--- start of MATERIAL FOR THE TASK ---
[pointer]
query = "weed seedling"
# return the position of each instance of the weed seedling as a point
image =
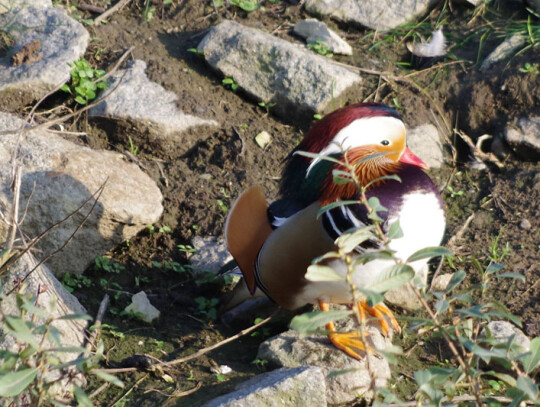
(84, 81)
--- end of MATERIAL FOR THE TASK ---
# TASK PROMPT
Rewrite the material above, replacing every "weed seedling" with "young weed" and keeping everything else the same. Omit the pictures from your version.

# OUTPUT FOR THIS EXERCISE
[pointer]
query = "young weed"
# return the position of each instance of the young weed as a point
image =
(84, 81)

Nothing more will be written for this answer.